**EXTRAIT DU TEXTE:**
Conclusions des parties
- 17.
- Les requérants concluent à ce qu'il plaise au Tribunal:
annuler les bulletins de pension du mois de décembre 1994, dans lesquels
il est fait application du règlement n° 3161/94, dans la mesure où ce
règlement ne fixe un coefficient correcteur pour l'Allemagne sur la base du
coût de la vie dans sa capitale Berlin qu'à partir du 1er juillet 1994 et non
du 3 octobre 1990, pour les requérants Hedderich et Wienrich, ou du 1er
janvier 1991, pour le requérant Biedermann;
rétablir les requérants dans l'intégralité de leurs droits à pension, affectés,
à compter du 3 octobre 1990 pour les requérants Hedderich et Wienrich,
et du 1er janvier 1991 pour le requérant Biedermann, d'un coefficient
correcteur fixé sur la base du coût de la vie à Berlin;
condamner la défenderesse au paiement d'intérêts de retard sur les arriérés
de pension relatifs aux périodes concernées, calculés au taux de 10 % l'an;
condamner la défenderesse à l'ensemble des dépens.
- 18.

**DONNÉES FOURNIES:**
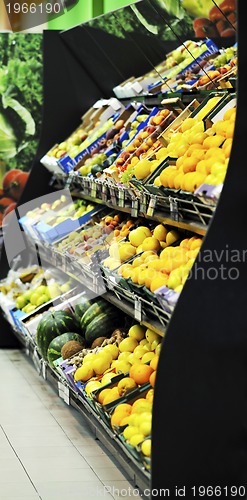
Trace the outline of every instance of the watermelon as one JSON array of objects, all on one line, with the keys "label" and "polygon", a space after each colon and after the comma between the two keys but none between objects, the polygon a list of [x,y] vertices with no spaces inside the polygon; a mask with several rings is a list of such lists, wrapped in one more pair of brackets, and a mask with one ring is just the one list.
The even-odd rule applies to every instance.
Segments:
[{"label": "watermelon", "polygon": [[64,344],[66,344],[66,342],[69,342],[69,340],[76,340],[81,344],[82,348],[85,345],[85,339],[78,333],[65,332],[61,335],[58,335],[58,337],[55,337],[50,342],[47,349],[47,360],[51,366],[53,366],[53,363],[56,359],[61,358],[61,349]]},{"label": "watermelon", "polygon": [[83,314],[80,326],[82,331],[85,331],[89,323],[93,321],[94,318],[102,313],[110,312],[114,307],[109,304],[105,299],[98,299],[97,302],[92,304],[87,311]]},{"label": "watermelon", "polygon": [[36,342],[41,356],[47,360],[47,349],[50,342],[65,332],[77,330],[77,324],[71,313],[51,311],[41,318],[36,332]]},{"label": "watermelon", "polygon": [[85,340],[88,346],[98,337],[110,337],[119,324],[119,311],[103,312],[96,316],[85,330]]}]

**CONSIGNE 1:**
Répondez aux questions suivantes en vous fondant sur l'extrait :
(a) À partir de quelle date le règlement n° 3161/94 fixe-t-il un coefficient correcteur pour l'Allemagne ?
(b) Quelle date l'extrait retient-il pour le requérant Biedermann ?
(c) À quel taux annuel les intérêts de retard réclamés doivent-ils être calculés ?
**CONSIGNE 2:** Reformulez sous forme de liste, de manière plus concise, le paragraphe de l'extrait commençant par « Les requérants concluent à ce qu'il plaise au Tribunal », en conservant ses éléments essentiels.
**CONSIGNE 3:** Poursuivez l'extrait sur les conclusions des parties à la suite de sa dernière phrase.
Les données constituent un ensemble distinct de l'extrait.

**RÉPONSE 1:**
(a) À partir du 1er juillet 1994.
(b) Le 1er janvier 1991.
(c) Au taux de 10 % l'an.

**RÉPONSE 2:**
Les requérants demandent au Tribunal de :
- annuler les bulletins de pension de décembre 1994 appliquant le règlement n° 3161/94, en ce que ce règlement ne fixe un coefficient correcteur pour l'Allemagne, fondé sur le coût de la vie à Berlin, qu'à partir du 1er juillet 1994, et non du 3 octobre 1990 (requérants Hedderich et Wienrich) ou du 1er janvier 1991 (requérant Biedermann) ;
- rétablir l'intégralité de leurs droits à pension, affectés d'un coefficient correcteur fondé sur le coût de la vie à Berlin, à compter de ces mêmes dates ;
- condamner la défenderesse au paiement d'intérêts de retard de 10 % l'an sur les arriérés de pension ;
- condamner la défenderesse à l'ensemble des dépens.

**RÉPONSE 3:**
- La Cour des comptes, partie défenderesse, conclut à ce qu'il plaise au Tribunal:
rejeter le recours comme irrecevable ou, subsidiairement, comme non
fondé;
statuer sur les dépens comme de droit.
- 19.
- Le Conseil, partie intervenante, conclut à ce qu'il plaise au Tribunal:
rejeter le recours comme irrecevable ou, subsidiairement, comme non
fondé;
condamner les requérants aux dépens de l'instance.
- 20.
- Les gouvernements néerlandais et allemand, parties intervenantes, appuient les
conclusions de la Cour des comptes.
En droit
- 21.
- Au soutien de leur recours, les requérants soulèvent deux moyens au fond. Le
premier, qui se subdivise en trois branches, s'appuie sur une exception d'illégalité
du règlement n° 3161/94 sur lequel les bulletins attaqués sont fondés. Le second est
tiré d'une violation du devoir de sollicitude et d'assistance.
- 22.
- La Cour des comptes invoque d'abord l'irrecevabilité du recours.
Sur la recevabilité
Moyens et arguments des parties
- 23.
- La défenderesse, soutenue par les parties intervenantes, estime que le recours est
irrecevable.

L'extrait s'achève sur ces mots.